##### INFORMATION SHOWN #####

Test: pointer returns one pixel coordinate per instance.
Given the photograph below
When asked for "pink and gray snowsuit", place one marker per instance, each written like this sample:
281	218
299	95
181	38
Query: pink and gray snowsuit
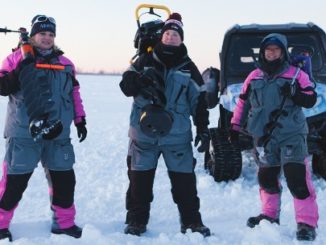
23	153
286	147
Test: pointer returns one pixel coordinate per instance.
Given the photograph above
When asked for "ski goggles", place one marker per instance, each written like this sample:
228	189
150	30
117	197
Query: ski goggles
43	18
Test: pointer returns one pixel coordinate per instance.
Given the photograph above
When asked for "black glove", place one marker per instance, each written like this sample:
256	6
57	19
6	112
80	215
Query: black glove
288	90
203	137
81	130
234	137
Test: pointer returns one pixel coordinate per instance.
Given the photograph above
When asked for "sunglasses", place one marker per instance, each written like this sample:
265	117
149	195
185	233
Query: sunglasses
43	18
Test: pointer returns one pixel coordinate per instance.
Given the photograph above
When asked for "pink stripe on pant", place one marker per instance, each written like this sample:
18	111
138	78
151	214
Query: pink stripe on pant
306	211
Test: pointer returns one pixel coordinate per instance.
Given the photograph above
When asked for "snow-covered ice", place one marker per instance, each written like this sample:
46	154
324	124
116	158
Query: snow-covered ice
102	182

#####

PROMPT — Give back the whole listing as it stands, minus its pictures.

SOLUTION —
Test: pointer returns one pixel coordinate per instance.
Given the photograph below
When asked for "pink and gray snowsuit", place one marker per instance, each written like this sample:
281	218
299	95
181	38
Query: pink and gray snowsuit
23	153
286	147
Test: pointer returns one pixel coordinate per instance.
Given the photograph above
When asked for "ski goggles", place one marker per instance, each written like this sample:
228	189
150	30
117	197
Query: ski goggles
43	18
Test: pointer returns one pixel coordinate per instance.
Given the photograph above
When asked for "black glove", place one marker per instance, each written like this sample:
256	6
57	19
6	112
80	215
Query: black glove
288	90
203	137
81	130
234	137
Test: pointer returns one pixel coordinate per instance.
Given the photograph above
When asked for "sunglasses", place one marker per instance, each written like this sample:
265	117
149	195
185	233
Query: sunglasses
43	18
Test: pointer returns one pixel coordinate per instance.
Given the photograph above
When asked for "pink stripe on pant", place one marker per instance, each written like this sample:
18	111
138	78
151	214
Query: pink stripe on pant
306	211
Test: pointer returns one pixel coordinate per instance.
Given the photograph above
When asked for "snow-covered ice", place one marker per instance, each written like this sample:
46	154
324	124
116	158
Query: snow-covered ice
102	182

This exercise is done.